-- Start --

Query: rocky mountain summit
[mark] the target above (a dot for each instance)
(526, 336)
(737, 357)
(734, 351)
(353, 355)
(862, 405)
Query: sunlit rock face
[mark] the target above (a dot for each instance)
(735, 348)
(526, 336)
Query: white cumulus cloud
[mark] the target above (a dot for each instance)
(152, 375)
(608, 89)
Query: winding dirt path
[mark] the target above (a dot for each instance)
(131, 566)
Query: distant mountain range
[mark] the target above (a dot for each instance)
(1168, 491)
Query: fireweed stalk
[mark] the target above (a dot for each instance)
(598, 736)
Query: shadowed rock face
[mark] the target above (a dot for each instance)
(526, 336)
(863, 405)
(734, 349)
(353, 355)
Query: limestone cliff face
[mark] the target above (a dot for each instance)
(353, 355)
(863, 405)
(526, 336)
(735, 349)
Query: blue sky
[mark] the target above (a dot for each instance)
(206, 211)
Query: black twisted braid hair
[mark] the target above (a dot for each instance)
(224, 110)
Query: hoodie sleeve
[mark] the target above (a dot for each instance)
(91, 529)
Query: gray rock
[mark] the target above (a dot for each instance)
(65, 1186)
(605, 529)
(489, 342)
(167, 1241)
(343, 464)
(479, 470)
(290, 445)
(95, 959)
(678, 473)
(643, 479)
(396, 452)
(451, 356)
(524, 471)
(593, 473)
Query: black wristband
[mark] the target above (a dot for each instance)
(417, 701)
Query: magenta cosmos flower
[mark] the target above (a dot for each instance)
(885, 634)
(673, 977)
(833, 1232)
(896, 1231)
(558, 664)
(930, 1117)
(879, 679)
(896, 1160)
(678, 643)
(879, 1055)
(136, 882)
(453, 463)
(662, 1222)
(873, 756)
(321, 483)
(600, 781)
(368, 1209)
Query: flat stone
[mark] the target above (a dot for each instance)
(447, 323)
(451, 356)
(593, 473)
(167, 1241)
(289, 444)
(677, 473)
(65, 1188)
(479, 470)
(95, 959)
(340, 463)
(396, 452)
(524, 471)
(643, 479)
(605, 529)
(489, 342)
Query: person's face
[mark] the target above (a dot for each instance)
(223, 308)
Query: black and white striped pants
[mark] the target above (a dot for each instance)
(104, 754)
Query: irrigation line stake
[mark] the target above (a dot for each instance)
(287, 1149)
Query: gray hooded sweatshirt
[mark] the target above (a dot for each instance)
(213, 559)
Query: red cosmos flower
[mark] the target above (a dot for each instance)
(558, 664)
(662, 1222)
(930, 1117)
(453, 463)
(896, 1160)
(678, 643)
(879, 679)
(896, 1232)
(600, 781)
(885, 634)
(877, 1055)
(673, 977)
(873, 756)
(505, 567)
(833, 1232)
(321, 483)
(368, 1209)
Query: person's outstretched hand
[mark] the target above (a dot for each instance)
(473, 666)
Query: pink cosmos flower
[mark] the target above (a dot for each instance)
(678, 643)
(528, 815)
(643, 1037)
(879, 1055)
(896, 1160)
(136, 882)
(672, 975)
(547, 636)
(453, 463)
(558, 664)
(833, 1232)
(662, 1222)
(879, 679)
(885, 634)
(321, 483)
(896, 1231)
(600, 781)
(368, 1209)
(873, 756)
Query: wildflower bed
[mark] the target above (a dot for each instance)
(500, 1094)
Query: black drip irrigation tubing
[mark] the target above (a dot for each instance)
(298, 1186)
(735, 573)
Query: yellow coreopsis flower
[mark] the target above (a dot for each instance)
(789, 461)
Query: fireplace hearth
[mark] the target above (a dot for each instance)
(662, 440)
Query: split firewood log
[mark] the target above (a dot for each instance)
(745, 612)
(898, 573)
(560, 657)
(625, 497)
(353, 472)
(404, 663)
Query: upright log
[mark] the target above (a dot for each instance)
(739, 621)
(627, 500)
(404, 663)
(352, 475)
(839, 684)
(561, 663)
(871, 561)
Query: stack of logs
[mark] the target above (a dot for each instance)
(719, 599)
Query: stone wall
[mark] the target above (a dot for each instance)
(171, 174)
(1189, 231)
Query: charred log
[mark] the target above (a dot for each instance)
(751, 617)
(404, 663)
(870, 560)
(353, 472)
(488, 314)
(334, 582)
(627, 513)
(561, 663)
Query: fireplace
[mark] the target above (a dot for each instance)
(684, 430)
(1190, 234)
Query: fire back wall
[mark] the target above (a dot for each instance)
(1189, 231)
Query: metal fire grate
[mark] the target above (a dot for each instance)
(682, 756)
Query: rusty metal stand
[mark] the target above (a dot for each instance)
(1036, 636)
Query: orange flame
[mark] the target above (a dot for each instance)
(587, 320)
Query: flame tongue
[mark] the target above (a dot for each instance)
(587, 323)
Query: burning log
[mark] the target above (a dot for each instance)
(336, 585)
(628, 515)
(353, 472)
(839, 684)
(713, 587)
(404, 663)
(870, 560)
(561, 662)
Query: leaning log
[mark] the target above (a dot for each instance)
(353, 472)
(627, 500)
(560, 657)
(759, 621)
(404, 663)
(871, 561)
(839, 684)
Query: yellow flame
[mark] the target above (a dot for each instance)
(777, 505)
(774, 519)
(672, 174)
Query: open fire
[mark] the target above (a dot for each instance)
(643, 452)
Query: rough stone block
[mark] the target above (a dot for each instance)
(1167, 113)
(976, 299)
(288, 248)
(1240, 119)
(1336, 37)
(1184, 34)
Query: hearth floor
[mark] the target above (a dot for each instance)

-- End --

Write out the listing once more, matching it exactly.

Query: rocky mountain summit
[mark] the target above (a dot for each instance)
(526, 336)
(737, 357)
(734, 351)
(353, 355)
(862, 405)
Query: sunlit rock face
[mark] the target above (a dot for each instance)
(735, 348)
(526, 336)
Query: white cumulus cloud
[mark] the target above (a dot for each instance)
(152, 375)
(608, 89)
Query: winding dirt path
[mark] the target above (a dot for each instance)
(131, 566)
Query: distant mountain range
[mark] the target above (a dot for each instance)
(1168, 491)
Query: fireweed stalk
[mark] the target above (a dot for each instance)
(598, 736)
Query: shadowed rock face
[mark] the target above (a dot for each instance)
(526, 336)
(863, 405)
(734, 349)
(353, 355)
Query: limestone cliff face
[mark] the target above (a dot for each instance)
(353, 355)
(863, 405)
(526, 336)
(735, 349)
Query: blue sky
[mark] the target above (a dot for each instance)
(206, 211)
Query: black twisted braid hair
[mark] the target above (a dot for each instance)
(224, 110)
Query: hoodie sleeve
[mark] the target above (a dot for each instance)
(91, 529)
Query: gray rock
[mark] the target above (a dot for each instance)
(65, 1186)
(605, 529)
(489, 342)
(167, 1241)
(343, 464)
(479, 470)
(290, 445)
(95, 959)
(678, 473)
(643, 479)
(396, 452)
(451, 356)
(524, 471)
(593, 473)
Query: black wristband
[mark] the target above (a dot for each instance)
(417, 701)
Query: magenta cosmos flower
[mark] the target above (a dot for each instance)
(885, 634)
(673, 977)
(833, 1232)
(896, 1231)
(558, 664)
(930, 1117)
(879, 679)
(896, 1160)
(678, 643)
(879, 1055)
(136, 882)
(453, 463)
(662, 1222)
(873, 756)
(321, 483)
(600, 781)
(368, 1209)
Query: flat stone
[mark] the target above (a dot for each instance)
(447, 323)
(451, 356)
(593, 473)
(167, 1241)
(289, 444)
(677, 473)
(65, 1188)
(479, 470)
(95, 959)
(340, 463)
(396, 452)
(524, 471)
(643, 479)
(605, 529)
(489, 342)
Query: person's face
[mark] the target above (a dot for each instance)
(223, 308)
Query: black and white striped pants
[mark] the target above (a dot for each instance)
(104, 754)
Query: irrigation line stake
[mark] the target above (a dot for each instance)
(287, 1149)
Query: gray hooded sweatshirt
[mark] the target above (a dot for each instance)
(213, 559)
Query: red cosmos flower
[mark] the target above (a dot for each instance)
(558, 664)
(662, 1222)
(930, 1117)
(453, 463)
(896, 1160)
(678, 643)
(879, 679)
(896, 1232)
(600, 781)
(885, 634)
(877, 1055)
(673, 977)
(873, 756)
(505, 567)
(833, 1232)
(321, 483)
(368, 1209)
Query: person's outstretched hand
[mark] the target above (a dot for each instance)
(473, 666)
Query: pink cosmos flower
[mark] the target above (a dot for each instance)
(678, 643)
(528, 815)
(643, 1037)
(879, 1055)
(896, 1160)
(136, 882)
(672, 975)
(547, 636)
(453, 463)
(558, 664)
(833, 1232)
(662, 1222)
(879, 679)
(885, 634)
(321, 483)
(896, 1231)
(600, 781)
(368, 1209)
(873, 756)
Query: wildflower bed
[mark] the target above (a dot for each instance)
(500, 1094)
Query: black drip irrigation tubing
[mark] the target above (a dot for each instance)
(298, 1186)
(735, 573)
Query: yellow coreopsis flower
[mark] the target above (a dot for each instance)
(789, 461)
Query: fireplace hearth
[mark] the target above (a dot for each instance)
(662, 440)
Query: split firewood log
[mark] the target above (a dot for each instance)
(745, 612)
(898, 573)
(560, 657)
(625, 497)
(353, 472)
(404, 663)
Query: upright log
[mark] the target above (a dot for each instance)
(739, 621)
(627, 500)
(404, 663)
(352, 475)
(839, 684)
(561, 663)
(871, 561)
Query: stack of logs
[mark] the target above (a dot for each instance)
(719, 599)
Query: stone wall
[mark] the target above (a dot for each instance)
(171, 174)
(1189, 231)
Query: charred log
[mark] the target above (a dot for each instance)
(751, 617)
(404, 663)
(870, 560)
(353, 472)
(488, 314)
(334, 582)
(627, 513)
(561, 663)
Query: fireplace
[mark] the target above (a dot for each instance)
(684, 430)
(1190, 234)
Query: fire back wall
[mark] the target above (a dot for each instance)
(1189, 231)
Query: metal fire grate
[mark] the target above (a dot for each instance)
(682, 756)
Query: rusty metal stand
[mark] the target above (a dot for each instance)
(1036, 636)
Query: orange flame
[mark] the target above (a dot for each instance)
(587, 320)
Query: flame tongue
[mark] the target above (a dot for each instance)
(587, 323)
Query: burning log
[mark] the target above (a dot for each instance)
(336, 585)
(628, 515)
(353, 472)
(839, 684)
(713, 587)
(404, 663)
(870, 560)
(561, 662)
Query: leaning log
[mark] the target above (a dot for each instance)
(353, 472)
(627, 500)
(560, 657)
(759, 621)
(404, 663)
(871, 561)
(839, 684)
Query: yellow flame
[mark] the target above (a dot for each instance)
(777, 505)
(774, 519)
(672, 174)
Query: open fire
[mark] the target above (a dot for each instance)
(643, 452)
Query: rough stone block
[mark] the target above (a dot for each instance)
(1167, 113)
(976, 299)
(288, 248)
(1240, 119)
(1336, 37)
(1184, 34)
Query: hearth floor
[mark] the target above (a dot for each instance)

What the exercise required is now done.